WHAT YOU NEED TO DO
1) List the name of each feature given under the Features heading of the codechunk-cli description.
2) In the codechunk-cli description, rewrite the stretch from "A CLI tool that" through "LLM context limits." so that "codebase" is renamed "repository".

GIVEN TEXT START

A CLI tool that intelligently analyzes your codebase and generates optimized context bundles for local LLMs. It chunks code files by function/module, removes boilerplate, summarizes complex logic, and creates a single context-ready file that fits within local LLM context limits.

Features

Intelligent Code Chunking - Chunk code by function/module boundaries using AST parsing
Boilerplate Removal - Strip unnecessary code while preserving logic
Dependency Analysis - Track imports and include only necessary dependencies
Context Estimation - Estimate token count and warn when approaching limits
Multiple Output Formats - Support for Ollama, LM Studio, and generic LLM inputs
Configurable Prioritization - Rules to prioritize important code

Installation

pip install codechunk-cli

Or from source:

git clone https://7000pct.gitea.bloupla.net/7000pctAUTO/codechunk-cli.git
cd codechunk-cli
pip install -e .

GIVEN TEXT END
INFORMATION SHOWN START

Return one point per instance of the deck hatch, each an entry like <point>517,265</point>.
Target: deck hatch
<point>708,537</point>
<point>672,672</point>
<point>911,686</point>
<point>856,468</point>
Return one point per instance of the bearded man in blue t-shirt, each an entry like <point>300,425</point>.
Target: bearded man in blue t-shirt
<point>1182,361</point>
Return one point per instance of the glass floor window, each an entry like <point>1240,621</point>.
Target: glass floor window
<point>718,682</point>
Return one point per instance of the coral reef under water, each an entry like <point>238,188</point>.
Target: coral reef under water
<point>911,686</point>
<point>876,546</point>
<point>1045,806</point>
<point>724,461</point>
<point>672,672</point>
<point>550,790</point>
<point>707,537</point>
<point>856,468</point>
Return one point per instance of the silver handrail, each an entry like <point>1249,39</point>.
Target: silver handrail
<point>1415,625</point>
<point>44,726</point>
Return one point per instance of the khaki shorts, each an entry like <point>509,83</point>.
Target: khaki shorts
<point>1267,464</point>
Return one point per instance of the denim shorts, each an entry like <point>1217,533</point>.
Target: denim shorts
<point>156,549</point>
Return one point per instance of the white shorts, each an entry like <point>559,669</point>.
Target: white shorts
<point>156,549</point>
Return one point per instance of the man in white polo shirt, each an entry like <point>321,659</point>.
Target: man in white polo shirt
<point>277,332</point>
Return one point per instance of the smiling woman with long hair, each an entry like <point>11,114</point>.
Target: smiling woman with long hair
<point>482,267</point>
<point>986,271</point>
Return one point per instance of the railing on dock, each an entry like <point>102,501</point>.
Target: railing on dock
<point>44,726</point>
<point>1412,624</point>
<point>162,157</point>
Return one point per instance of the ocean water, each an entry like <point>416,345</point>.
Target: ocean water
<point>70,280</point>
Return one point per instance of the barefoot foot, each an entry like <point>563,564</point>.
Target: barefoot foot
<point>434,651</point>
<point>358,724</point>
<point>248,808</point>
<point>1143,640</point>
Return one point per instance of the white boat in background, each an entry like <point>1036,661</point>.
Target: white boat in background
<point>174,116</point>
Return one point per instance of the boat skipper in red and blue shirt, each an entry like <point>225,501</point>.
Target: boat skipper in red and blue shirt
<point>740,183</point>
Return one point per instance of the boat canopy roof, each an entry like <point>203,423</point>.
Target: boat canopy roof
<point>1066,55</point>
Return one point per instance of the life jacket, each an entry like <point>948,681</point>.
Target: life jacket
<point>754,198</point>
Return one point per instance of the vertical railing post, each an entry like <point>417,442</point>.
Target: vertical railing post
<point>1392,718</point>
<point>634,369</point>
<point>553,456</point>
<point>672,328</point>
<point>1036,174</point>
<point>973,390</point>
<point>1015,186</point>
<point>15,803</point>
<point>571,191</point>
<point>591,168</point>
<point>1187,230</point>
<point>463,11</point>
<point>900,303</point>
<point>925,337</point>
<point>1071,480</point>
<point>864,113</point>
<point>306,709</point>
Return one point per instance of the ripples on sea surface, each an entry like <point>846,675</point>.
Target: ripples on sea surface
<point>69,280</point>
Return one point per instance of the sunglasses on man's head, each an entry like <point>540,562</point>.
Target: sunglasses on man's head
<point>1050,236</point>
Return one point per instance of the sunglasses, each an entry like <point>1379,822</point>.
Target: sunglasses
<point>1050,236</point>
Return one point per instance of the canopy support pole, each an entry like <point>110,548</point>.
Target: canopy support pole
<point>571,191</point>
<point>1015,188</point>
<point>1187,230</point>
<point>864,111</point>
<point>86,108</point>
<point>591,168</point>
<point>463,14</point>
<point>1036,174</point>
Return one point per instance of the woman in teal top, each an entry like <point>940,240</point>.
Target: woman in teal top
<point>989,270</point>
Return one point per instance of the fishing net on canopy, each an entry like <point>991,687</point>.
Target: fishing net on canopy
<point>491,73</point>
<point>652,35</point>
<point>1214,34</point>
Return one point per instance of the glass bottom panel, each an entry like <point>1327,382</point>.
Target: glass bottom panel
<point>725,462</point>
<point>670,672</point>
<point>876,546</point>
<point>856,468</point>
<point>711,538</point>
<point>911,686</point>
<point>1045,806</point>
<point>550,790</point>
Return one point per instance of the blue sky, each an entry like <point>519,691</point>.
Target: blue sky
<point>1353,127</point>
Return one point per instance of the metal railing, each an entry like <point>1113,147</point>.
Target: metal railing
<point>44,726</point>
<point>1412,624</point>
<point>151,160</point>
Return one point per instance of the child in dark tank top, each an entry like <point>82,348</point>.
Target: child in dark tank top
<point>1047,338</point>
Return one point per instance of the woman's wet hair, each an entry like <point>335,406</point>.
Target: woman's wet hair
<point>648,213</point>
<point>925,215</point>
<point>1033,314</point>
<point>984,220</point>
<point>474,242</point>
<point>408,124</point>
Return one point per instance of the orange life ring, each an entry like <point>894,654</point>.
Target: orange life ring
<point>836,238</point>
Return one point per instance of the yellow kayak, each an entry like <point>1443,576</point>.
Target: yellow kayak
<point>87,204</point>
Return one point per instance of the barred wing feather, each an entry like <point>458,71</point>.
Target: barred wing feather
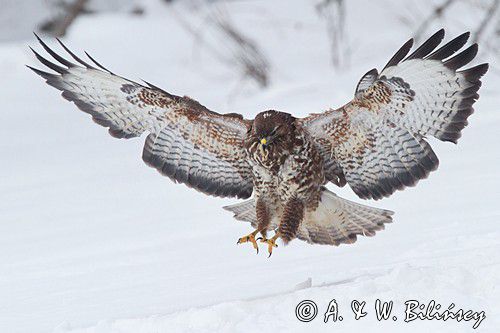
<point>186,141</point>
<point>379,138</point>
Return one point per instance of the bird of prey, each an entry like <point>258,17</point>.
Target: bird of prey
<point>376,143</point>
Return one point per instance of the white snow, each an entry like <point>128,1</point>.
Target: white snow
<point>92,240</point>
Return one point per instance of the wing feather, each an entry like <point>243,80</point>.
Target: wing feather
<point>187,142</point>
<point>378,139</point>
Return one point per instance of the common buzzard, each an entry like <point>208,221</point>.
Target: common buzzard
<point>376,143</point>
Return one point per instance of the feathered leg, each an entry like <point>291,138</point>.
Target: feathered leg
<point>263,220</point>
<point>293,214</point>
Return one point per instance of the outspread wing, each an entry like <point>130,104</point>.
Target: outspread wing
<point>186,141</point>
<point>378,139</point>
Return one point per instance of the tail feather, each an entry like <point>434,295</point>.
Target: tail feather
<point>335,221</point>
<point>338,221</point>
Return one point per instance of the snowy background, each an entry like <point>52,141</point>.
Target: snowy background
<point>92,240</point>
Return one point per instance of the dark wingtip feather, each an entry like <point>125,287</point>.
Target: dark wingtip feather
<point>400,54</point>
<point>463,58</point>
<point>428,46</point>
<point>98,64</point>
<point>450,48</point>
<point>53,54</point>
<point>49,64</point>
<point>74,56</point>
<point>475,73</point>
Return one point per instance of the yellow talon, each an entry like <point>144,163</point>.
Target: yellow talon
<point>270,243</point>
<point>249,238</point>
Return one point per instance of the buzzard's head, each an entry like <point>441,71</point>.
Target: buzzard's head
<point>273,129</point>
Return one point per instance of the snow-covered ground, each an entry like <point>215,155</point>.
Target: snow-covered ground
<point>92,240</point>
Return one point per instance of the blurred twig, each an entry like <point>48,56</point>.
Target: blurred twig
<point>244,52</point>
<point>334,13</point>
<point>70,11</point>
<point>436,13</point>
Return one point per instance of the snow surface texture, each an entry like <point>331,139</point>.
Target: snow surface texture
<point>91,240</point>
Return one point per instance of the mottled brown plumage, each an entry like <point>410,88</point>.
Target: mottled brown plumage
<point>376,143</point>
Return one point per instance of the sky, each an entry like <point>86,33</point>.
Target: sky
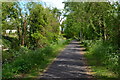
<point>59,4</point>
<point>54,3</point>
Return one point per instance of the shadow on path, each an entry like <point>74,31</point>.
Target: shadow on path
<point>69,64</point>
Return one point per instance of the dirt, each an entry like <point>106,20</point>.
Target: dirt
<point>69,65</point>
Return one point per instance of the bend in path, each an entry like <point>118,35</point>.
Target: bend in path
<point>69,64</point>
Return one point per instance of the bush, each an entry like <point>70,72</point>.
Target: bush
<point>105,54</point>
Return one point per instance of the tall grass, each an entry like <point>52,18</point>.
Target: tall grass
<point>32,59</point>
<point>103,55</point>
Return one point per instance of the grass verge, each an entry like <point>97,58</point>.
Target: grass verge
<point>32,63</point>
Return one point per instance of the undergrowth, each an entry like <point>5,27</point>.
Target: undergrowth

INFORMATION SHOWN END

RESPONSES FOR EACH TASK
1)
Intelligent Code Chunking
Boilerplate Removal
Dependency Analysis
Context Estimation
Multiple Output Formats
Configurable Prioritization

2)
A CLI tool that intelligently analyzes your repository and generates optimized context bundles for local LLMs. It chunks code files by function/module, removes boilerplate, summarizes complex logic, and creates a single context-ready file that fits within local LLM context limits.